§ EXERCISE AIM: Below is a block of data; give all of it again word for word.

##### RECORDS SUPPLIED

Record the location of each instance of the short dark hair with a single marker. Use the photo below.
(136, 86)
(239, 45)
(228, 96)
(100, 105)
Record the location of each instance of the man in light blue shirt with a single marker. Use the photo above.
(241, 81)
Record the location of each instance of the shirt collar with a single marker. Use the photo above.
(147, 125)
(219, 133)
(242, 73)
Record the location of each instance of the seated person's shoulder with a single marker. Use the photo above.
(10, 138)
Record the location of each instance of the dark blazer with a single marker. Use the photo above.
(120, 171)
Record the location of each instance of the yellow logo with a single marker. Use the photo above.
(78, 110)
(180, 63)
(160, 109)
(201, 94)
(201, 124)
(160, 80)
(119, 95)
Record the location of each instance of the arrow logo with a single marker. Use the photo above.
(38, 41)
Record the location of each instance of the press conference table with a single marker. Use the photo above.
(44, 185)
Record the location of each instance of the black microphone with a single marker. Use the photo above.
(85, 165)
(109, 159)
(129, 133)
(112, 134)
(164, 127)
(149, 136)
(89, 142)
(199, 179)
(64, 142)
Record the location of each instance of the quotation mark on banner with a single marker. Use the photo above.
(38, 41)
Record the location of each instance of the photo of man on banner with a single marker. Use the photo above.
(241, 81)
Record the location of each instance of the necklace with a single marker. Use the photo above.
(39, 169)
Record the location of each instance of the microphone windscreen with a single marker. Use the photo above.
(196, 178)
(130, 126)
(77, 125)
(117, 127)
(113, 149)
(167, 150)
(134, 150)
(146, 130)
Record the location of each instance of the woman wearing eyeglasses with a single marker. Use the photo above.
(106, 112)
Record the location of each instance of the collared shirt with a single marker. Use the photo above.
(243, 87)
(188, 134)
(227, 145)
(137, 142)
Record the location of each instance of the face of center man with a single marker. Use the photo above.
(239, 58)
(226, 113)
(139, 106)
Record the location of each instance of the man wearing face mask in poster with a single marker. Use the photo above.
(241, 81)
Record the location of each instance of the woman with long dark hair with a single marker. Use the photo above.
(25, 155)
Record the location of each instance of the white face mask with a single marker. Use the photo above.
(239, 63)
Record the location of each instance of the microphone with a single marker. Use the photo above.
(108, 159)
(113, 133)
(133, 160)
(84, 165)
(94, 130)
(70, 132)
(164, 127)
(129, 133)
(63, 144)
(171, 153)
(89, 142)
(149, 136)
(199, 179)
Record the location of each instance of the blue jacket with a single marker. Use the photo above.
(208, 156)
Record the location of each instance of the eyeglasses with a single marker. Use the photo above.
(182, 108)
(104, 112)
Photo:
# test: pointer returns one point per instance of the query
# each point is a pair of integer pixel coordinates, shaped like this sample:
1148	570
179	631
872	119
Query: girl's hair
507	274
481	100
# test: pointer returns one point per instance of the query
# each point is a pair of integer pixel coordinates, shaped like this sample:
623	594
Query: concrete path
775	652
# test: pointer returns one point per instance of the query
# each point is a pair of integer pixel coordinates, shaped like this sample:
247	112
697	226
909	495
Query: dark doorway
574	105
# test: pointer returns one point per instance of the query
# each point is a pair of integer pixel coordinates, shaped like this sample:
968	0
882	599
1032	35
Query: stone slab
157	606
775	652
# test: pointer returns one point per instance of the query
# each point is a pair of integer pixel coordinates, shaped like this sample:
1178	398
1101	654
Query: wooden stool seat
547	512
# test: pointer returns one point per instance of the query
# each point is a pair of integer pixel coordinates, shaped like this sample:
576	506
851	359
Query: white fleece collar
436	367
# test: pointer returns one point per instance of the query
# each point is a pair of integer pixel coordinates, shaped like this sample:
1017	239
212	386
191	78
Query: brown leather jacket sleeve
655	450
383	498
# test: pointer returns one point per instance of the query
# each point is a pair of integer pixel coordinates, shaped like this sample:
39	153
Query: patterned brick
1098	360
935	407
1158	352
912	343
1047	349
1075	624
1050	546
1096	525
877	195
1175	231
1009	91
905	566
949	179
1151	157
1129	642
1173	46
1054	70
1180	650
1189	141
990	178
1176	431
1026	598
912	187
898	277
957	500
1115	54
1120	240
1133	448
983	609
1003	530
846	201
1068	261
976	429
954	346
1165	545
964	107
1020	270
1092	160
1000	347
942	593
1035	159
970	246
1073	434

##########

§ WRITTEN SOLUTION:
Record the location of each instance of the short dark hair with a single marker. Use the photo below.
(136, 86)
(239, 45)
(228, 96)
(100, 105)
Record the location of each instance of the man in light blue shirt with a single marker. Use the photo above.
(241, 81)
Record the location of each instance of the shirt collar with a single marker. Use the photo above.
(147, 125)
(219, 133)
(242, 73)
Record the location of each instance of the seated person's shoulder with a single marker. Use the photo above.
(10, 138)
Record the location of each instance of the dark blazer with a single marker. Use the photo above.
(120, 171)
Record the location of each instance of the yellow logo with a single marker. Use the photo above.
(78, 110)
(180, 63)
(160, 109)
(201, 94)
(201, 124)
(160, 80)
(119, 95)
Record the location of each instance of the arrow logo with a single marker. Use the photo above.
(38, 41)
Record the location of each instance of the press conference table with a single marker. Use the photo above.
(44, 185)
Record the location of each instance of the black microphone with a single marker. Use the photo above.
(85, 165)
(109, 159)
(129, 133)
(112, 134)
(164, 127)
(149, 136)
(89, 142)
(199, 179)
(64, 142)
Record the location of each instance of the quotation mark on banner with a single marker. Use the photo above.
(38, 41)
Record the location of each instance of the photo of man on banner with a single marker. Use the photo above.
(241, 81)
Record the location of each instance of the necklace with a single marker. Use the photo above.
(39, 169)
Record the location of each instance of the microphone windscreen with a single marker. Use the photo above.
(196, 178)
(130, 126)
(77, 125)
(117, 127)
(113, 149)
(167, 150)
(134, 150)
(146, 130)
Record the location of each instance of the woman wearing eyeglasses with a single marker. Use the photo above.
(106, 112)
Record the location of each instance of the collared shirt with a single marker. Use the photo above.
(243, 87)
(188, 134)
(227, 145)
(137, 142)
Record the location of each instance of the face of center man with a single marker. Use the photo above.
(239, 58)
(226, 113)
(139, 106)
Record the location of each instance of the man wearing face mask in poster with a single marker. Use the photo above.
(241, 81)
Record the location of each instance of the woman with long dark hair with a single marker. Use the photo above.
(25, 155)
Record the location of each instance of the white face mask with a single marker. Use the photo above.
(239, 63)
Record the location of each instance of the microphone with a single marker. Use the photo above.
(108, 159)
(113, 133)
(133, 160)
(84, 165)
(94, 130)
(70, 132)
(164, 127)
(129, 133)
(63, 144)
(171, 153)
(89, 142)
(149, 136)
(199, 179)
Record the location of each instance of the blue jacket with a single marker. Use the photo above.
(208, 156)
Record the location of each instance of the eyeglasses with a single marker. Use the photo above.
(182, 108)
(104, 112)
Photo:
# test: pointer returns one point per instance of the query
# each point is a pair of integer pixel coordinates, shaped like this sample:
1148	570
179	631
872	119
Query: girl's hair
507	274
481	100
# test: pointer returns one point per instance of the query
# each point is a pair of integer pixel coordinates, shaped like this sample:
623	594
Query: concrete path
775	652
# test: pointer returns one point per instance of the query
# each point is a pair of integer pixel coordinates, shaped like this sample:
247	112
697	226
909	495
Query: dark doorway
574	105
# test: pointer returns one point per instance of the query
# each point is a pair of integer pixel coordinates, shaped like this sample:
968	0
882	599
1032	35
Query: stone slab
157	606
775	652
# test: pointer returns one point per instance of the query
# each point is a pair of integer pixel coordinates, shaped like this sample:
1178	398
1101	654
Query: wooden stool seat
547	512
# test: pointer returns one point per instance of the query
# each point is a pair of integer pixel coordinates, shaped like this sample:
576	506
851	359
Query: white fleece collar
436	367
# test: pointer returns one point per instance of the query
# each point is a pair of integer pixel coordinates, shaped like this sample:
1017	239
212	386
191	78
Query: brown leather jacket sleeve
655	450
383	498
# test: pointer returns one point per instance of the query
# each point is a pair of integer pixel coordinates, shaped like this sample:
39	153
Query: patterned brick
1098	360
935	407
1158	352
912	343
1047	349
1075	624
1050	546
1096	525
877	195
1175	231
1009	91
905	566
949	179
1151	157
1129	642
1173	46
1054	70
1180	650
1189	141
990	178
1176	431
1026	598
912	187
898	277
957	500
1115	54
1120	240
1133	448
983	609
1003	530
846	201
1068	261
976	429
954	346
1165	545
964	107
1020	270
1092	160
1000	347
942	593
1035	159
970	246
1073	434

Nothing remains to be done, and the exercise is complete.